Raw data>
»»

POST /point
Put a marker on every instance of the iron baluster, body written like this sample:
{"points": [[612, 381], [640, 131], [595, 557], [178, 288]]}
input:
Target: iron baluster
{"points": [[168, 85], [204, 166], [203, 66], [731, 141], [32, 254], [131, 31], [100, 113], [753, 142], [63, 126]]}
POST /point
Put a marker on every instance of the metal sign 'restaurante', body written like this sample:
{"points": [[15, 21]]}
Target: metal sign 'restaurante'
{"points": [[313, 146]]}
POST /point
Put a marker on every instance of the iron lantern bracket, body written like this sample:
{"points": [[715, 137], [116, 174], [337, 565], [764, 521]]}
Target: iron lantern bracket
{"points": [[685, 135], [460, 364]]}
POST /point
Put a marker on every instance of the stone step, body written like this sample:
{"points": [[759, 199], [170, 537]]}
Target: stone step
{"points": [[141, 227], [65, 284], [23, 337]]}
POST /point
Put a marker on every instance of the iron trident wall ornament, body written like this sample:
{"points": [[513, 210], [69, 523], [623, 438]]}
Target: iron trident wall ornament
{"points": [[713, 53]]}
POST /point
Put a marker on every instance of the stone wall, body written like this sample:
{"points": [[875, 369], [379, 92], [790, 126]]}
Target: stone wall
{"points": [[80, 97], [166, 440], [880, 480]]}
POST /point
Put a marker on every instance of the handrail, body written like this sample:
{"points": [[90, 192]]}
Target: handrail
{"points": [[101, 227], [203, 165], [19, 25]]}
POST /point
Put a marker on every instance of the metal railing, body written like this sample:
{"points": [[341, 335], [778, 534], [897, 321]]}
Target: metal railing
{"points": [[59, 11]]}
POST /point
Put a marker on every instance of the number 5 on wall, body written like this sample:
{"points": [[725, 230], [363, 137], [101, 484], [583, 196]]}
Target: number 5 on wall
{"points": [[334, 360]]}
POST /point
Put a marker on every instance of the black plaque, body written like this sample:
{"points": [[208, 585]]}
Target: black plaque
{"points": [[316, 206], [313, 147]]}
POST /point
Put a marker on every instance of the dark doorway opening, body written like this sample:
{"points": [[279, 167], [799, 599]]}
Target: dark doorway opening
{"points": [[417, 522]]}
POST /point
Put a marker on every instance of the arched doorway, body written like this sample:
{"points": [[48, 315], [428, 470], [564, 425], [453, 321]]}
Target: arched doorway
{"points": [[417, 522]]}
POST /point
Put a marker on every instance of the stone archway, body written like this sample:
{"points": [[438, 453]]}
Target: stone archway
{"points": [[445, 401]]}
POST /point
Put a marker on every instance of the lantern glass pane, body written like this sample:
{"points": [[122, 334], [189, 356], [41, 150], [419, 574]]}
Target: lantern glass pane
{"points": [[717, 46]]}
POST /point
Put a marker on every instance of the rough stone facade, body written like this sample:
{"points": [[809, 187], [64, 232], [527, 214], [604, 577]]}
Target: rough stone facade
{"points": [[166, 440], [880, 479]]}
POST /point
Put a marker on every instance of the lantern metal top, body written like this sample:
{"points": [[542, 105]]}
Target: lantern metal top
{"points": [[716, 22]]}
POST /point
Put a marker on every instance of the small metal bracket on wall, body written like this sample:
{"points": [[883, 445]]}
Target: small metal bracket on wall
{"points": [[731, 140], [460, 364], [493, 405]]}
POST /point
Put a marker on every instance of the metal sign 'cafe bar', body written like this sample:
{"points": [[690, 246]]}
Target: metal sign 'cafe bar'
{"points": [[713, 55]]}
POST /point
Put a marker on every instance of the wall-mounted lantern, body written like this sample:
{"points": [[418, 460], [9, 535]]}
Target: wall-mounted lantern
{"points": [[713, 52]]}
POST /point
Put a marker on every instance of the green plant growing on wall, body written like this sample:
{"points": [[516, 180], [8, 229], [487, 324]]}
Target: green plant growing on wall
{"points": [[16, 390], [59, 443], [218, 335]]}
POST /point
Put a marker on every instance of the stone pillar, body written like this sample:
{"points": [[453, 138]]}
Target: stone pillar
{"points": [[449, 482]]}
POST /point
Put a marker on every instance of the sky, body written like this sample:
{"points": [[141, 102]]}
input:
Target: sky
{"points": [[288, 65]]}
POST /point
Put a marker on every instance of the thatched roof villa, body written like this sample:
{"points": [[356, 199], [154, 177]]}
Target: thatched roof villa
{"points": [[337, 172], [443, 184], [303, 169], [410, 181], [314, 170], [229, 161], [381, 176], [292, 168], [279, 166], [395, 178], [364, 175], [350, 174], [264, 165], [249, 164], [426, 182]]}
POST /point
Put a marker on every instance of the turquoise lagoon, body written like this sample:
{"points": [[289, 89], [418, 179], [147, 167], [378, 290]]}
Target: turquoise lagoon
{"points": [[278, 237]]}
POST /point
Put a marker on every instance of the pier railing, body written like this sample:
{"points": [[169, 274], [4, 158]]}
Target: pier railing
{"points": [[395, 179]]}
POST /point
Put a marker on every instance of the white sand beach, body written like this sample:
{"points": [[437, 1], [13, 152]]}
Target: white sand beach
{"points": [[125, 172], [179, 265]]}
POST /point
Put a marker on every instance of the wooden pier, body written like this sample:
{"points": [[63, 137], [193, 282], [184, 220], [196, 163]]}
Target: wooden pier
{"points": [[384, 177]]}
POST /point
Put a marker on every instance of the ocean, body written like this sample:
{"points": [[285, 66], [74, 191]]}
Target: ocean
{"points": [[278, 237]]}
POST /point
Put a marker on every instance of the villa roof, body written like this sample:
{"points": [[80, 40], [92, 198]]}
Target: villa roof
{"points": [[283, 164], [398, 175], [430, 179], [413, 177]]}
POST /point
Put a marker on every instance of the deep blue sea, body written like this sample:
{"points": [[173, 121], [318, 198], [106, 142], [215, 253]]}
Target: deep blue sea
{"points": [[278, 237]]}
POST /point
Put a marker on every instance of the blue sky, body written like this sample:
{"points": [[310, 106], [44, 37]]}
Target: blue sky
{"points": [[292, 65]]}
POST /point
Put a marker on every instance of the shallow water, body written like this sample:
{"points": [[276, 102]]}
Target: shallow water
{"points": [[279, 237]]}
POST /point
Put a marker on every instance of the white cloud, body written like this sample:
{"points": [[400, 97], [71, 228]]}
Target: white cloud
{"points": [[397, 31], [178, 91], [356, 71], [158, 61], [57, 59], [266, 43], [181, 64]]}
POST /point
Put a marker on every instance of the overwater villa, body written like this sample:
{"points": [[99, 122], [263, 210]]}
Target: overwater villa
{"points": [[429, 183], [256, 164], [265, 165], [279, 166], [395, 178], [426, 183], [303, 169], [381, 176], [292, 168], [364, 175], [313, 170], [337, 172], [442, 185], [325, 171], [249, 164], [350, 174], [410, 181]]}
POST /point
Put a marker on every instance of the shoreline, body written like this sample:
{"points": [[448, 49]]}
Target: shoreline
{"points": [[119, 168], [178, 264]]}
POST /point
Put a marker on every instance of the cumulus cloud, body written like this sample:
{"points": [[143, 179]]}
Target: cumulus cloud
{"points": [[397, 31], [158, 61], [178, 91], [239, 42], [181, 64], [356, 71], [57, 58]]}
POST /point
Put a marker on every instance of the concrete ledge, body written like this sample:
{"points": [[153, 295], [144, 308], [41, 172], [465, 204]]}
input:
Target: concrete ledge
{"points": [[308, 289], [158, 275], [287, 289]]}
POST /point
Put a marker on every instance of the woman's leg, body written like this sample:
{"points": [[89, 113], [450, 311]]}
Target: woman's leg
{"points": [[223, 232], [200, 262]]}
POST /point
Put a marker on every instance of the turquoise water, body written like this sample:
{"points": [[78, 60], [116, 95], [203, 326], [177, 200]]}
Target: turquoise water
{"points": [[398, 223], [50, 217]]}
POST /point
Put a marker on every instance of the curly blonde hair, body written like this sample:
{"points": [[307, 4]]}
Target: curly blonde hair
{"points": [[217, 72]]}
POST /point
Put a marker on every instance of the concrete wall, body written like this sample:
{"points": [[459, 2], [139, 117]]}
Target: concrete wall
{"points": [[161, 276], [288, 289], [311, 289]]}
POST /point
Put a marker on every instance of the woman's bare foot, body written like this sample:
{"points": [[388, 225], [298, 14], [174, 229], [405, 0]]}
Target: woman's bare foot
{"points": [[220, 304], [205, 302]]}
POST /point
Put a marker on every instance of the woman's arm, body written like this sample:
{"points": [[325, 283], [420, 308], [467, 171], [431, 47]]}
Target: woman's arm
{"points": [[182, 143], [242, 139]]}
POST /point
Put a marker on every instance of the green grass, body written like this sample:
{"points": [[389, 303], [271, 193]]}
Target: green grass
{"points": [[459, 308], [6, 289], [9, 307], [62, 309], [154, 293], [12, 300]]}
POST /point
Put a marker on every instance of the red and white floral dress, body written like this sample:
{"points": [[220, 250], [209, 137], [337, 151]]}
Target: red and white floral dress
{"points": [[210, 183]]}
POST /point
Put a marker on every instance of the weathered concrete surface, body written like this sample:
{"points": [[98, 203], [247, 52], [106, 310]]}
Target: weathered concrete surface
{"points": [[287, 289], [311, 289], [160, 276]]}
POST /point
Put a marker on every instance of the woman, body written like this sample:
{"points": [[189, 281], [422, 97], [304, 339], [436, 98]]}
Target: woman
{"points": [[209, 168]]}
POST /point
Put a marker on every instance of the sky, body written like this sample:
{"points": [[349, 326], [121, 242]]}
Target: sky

««

Pull from the records above every line that contains the string "turquoise", treating uppercase and lowercase as different.

Put a marker on every instance of the turquoise lagoon, body written like this sample:
Target: turquoise lagoon
Put a marker on every instance of the turquoise water, body written like this sample:
Target: turquoise water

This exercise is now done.